* **Text excerpt**:
= Wandering Scribe =

British blogger

Wandering Scribe is a blogger who published under the name of Anya Peters, while a homeless woman.

She came to the attention of the public in April 2006, when her blog was featured in an article in the New York Times and by the BBC in their online magazine.

Anya Peters described herself as a law graduate, who had come to be homeless after a mental breakdown following a bad relationship and debts. She said she was living in her car in some woods in central London, and taking showers in a local hospital. She further explained that her personal pride and fear prevented her from accepting any form of assistance from the authorities, and that there were no friends or family to whom she could turn. The blog's author also mentioned that she had written an (unpublished) novel and that she harboured feelings of jealousy for another homeless blogger who had received some sort of book deal because attention was drawn to his plight. In one post, Wandering Scribe wondered whether any "blog trawling" literary agents might read her blog.

The blog is written in a stream-of-consciousness style, with many spelling and grammatical errors. Frequently, posts are very long. She makes occasional references to an unhappy childhood.

* **Records shown**:
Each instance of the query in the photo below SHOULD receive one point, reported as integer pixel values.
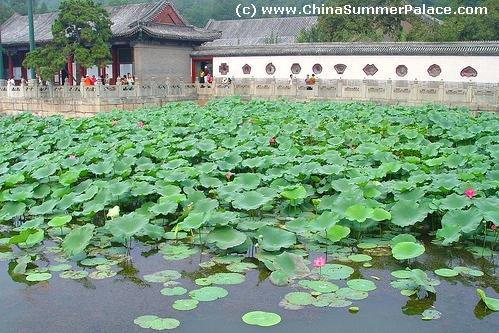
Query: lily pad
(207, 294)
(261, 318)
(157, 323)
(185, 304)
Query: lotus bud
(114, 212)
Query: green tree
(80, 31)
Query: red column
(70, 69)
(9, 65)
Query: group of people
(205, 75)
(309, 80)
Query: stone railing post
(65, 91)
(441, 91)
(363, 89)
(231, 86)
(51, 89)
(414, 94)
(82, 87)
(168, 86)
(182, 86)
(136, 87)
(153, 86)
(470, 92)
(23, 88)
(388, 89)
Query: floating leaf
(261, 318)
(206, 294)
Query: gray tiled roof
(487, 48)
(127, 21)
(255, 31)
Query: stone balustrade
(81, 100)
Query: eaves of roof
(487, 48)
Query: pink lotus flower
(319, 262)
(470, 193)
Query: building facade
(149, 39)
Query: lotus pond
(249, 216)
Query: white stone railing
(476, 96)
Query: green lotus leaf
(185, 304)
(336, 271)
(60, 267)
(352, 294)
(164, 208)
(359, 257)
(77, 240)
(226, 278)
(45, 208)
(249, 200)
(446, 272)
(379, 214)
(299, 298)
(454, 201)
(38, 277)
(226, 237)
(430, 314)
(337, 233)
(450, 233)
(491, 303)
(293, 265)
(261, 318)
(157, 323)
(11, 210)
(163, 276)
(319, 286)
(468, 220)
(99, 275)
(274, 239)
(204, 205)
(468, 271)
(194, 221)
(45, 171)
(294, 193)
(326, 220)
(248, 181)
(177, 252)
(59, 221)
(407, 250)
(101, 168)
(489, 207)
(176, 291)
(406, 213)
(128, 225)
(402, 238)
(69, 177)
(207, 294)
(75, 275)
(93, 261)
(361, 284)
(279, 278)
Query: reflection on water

==

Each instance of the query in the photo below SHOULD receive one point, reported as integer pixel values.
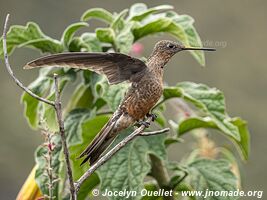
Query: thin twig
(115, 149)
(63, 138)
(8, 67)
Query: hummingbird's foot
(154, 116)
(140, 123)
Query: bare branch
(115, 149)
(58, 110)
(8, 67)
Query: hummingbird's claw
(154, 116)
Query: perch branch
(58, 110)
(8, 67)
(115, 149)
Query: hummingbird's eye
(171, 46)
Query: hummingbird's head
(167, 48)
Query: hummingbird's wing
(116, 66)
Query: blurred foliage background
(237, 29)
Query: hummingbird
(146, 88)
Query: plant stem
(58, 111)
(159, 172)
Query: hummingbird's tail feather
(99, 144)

---

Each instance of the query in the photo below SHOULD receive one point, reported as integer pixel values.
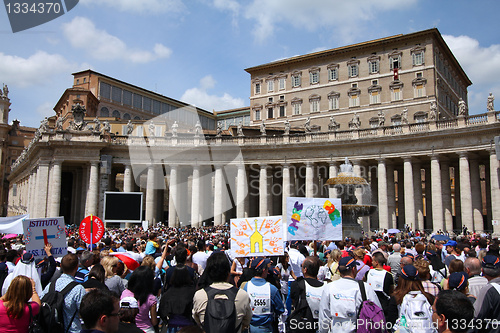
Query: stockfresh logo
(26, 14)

* **Directions**:
(A) Answer these from the Wandering Scribe text:
(i) In what month and year did the blog come to public attention?
(ii) Where did the author say she was taking showers?
(iii) In what style is the blog written?
(B) Carry on the article about the Wandering Scribe blog from its last sentence.

* **Task-by-task outputs**:
(A)
(i) April 2006
(ii) In a local hospital
(iii) A stream-of-consciousness style

(B)
Wandering Scribe said she was rescued from her situation when a literary agent spotted her blog after it appeared as the subject of a magazine article by the BBC online and was impressed by her writing skills. The blog reports how she had been commissioned to write a full-length book but did not reveal the subject matter beyond saying that it concerned how she became homeless. The BBC published another article saying that the blogger had "written herself out" of her situation.

After this, Wandering Scribe made only a handful of new posts, in which she stated that she was no longer homeless, and a lengthy post in which she describes a visit to her father in Ireland, where she tells him about her upcoming autobiography.

The book was subsequently advertised on Amazon UK as being titled Abandoned and being an autobiography of Anya Peters.